** start **
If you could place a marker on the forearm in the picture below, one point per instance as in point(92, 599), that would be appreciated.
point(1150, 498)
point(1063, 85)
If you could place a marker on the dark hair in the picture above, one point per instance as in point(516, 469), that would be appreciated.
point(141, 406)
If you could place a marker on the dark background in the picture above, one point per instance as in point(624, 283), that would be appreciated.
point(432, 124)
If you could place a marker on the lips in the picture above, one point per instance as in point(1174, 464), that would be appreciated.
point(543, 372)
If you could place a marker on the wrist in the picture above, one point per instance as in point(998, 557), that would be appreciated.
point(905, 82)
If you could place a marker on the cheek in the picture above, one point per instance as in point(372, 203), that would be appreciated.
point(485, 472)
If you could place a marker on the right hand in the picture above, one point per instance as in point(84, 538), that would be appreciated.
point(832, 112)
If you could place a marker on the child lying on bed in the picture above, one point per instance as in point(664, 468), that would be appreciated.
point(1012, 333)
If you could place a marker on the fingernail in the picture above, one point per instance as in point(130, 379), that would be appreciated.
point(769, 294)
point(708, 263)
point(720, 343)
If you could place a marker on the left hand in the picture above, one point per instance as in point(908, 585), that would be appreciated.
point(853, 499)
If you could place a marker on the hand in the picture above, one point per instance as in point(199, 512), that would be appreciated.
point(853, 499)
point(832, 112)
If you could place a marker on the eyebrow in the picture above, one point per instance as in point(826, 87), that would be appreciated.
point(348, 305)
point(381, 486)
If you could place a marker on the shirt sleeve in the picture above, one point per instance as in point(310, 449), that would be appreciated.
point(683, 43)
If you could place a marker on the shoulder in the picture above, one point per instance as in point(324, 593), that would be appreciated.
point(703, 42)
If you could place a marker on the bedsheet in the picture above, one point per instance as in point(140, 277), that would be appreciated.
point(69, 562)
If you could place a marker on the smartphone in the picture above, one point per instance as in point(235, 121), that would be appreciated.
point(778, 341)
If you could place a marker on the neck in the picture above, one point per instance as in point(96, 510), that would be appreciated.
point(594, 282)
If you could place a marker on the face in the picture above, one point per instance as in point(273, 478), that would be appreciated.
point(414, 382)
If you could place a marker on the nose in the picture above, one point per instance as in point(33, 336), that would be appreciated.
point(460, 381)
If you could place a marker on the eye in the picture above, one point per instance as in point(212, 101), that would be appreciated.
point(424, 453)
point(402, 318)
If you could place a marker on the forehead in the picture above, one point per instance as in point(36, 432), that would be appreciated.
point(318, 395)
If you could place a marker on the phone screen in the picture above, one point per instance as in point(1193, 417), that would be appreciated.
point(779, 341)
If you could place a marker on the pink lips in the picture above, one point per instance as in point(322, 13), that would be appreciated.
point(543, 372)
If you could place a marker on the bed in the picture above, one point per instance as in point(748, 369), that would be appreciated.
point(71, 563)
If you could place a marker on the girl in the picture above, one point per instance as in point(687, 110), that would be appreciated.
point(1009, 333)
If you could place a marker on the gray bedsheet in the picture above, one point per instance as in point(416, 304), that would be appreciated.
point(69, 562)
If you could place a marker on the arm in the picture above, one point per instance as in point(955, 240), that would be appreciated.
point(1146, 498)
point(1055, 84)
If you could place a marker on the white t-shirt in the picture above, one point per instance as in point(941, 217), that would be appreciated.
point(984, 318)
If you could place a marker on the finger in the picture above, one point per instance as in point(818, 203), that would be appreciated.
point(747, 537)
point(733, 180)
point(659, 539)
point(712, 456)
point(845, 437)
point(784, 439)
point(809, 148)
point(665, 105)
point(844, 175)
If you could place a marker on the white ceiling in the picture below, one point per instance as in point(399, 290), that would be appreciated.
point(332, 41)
** end **
STATED PROBLEM: Reproduce every line above verbatim.

EXERCISE OUTPUT:
If you could place a marker on the forearm in the picture below, one point per instance as in point(92, 599), that would be appreciated.
point(1150, 498)
point(1063, 85)
If you could place a marker on the dark hair in the picture above, one point per instance as in point(516, 469), that would be appreciated.
point(141, 406)
If you could place a marker on the dark background in the picture above, one point per instance as in point(624, 283), that would be appreciated.
point(432, 124)
If you could place a marker on the lips in the picture above, one point per instance as in point(1174, 464), that would be appreciated.
point(543, 372)
If you could place a marker on the wrist in the picture above, one point per instance as in point(998, 557), that would be appreciated.
point(905, 82)
If you could place a marker on the cheek in the picture above, one point per instance as in point(372, 203), that would be appreciated.
point(485, 472)
If you could place a marker on the right hand in the picture above, one point per instance as in point(84, 538), that would be appreciated.
point(832, 112)
If you could place a marker on the child lying on bed in the picture above, one point per instance as in point(664, 468), that would be appreciated.
point(1012, 333)
If you could place a marker on the fingernail in the picture above, one point per instance as in point(130, 379), that would be appreciated.
point(769, 294)
point(708, 263)
point(720, 343)
If you could place a marker on the left hand in the picture above, one point per instance as in point(908, 585), that would be appreciated.
point(853, 499)
If you could place a marker on the hand in the picture above, one point per instance as in point(199, 512), that would be appreciated.
point(853, 499)
point(832, 112)
If you could place a marker on the eyebrow in the picture above, one point per instance as in point(826, 87), that would be appreciated.
point(348, 305)
point(381, 486)
If you could place a marker on the shirt sleeve in the picture above, one point per instance as in point(310, 449), that would be appreciated.
point(683, 43)
If you could place a marker on the shoulder in the picture above, one point per instance as in point(324, 593), that would be appreciated.
point(703, 42)
If you could place a marker on the bedsheet in the picture above, one point per instance as in point(140, 277), that would be appreciated.
point(69, 562)
If you could place a marker on the smartphone in the picture above, one point per instance as in point(235, 121), that would be appreciated.
point(778, 341)
If you could place a marker on the neck in the picture above, one point per instance as in point(96, 510), that would be appreciated.
point(594, 282)
If you could place a marker on the face in the picture above, one point per instance as in point(273, 478), that would be appreciated.
point(414, 382)
If you could place a marker on the nose in the picture above, one point per instance as in point(33, 336), that would be appreciated.
point(460, 381)
If you could place a marker on the eye in the picture above, one point per instance as in point(212, 101), that would be appreciated.
point(424, 453)
point(402, 318)
If you could place a marker on the forehead in the picture above, one point per instance as in point(36, 432), that would be appreciated.
point(318, 395)
If you could place a marker on the phone screen in the picture above, one point per instance as in point(1193, 417), that would be appreciated.
point(779, 341)
If you could place a marker on the pink lips in the picture above, one point per instance as in point(322, 13), that would be appreciated.
point(543, 372)
If you could place a marker on the bed in the picture above, one point per instance as in point(748, 369), that would be appreciated.
point(71, 563)
If you could place a marker on the girl in the picture above, one point per instance as in point(687, 110), that would be appreciated.
point(1009, 333)
If you could place a marker on the gray bedsheet in the picture above, one point per instance as in point(416, 304), that would be appreciated.
point(69, 562)
If you could place a marker on the arm in the picture above, one point per instance as in point(955, 240), that would be appreciated.
point(1146, 498)
point(1055, 84)
If you could place a marker on the white t-shirt in the picture above, one point per instance as in point(941, 217), that would be appreciated.
point(984, 318)
If you could place a marker on the finger in the picture above, one point per instance as in point(818, 203), that would be appreciated.
point(747, 537)
point(733, 180)
point(659, 539)
point(712, 456)
point(845, 437)
point(784, 439)
point(809, 148)
point(665, 105)
point(844, 175)
If you could place a marker on the white ceiling in the picture below, one point per instance as in point(399, 290), that would be appreciated.
point(332, 41)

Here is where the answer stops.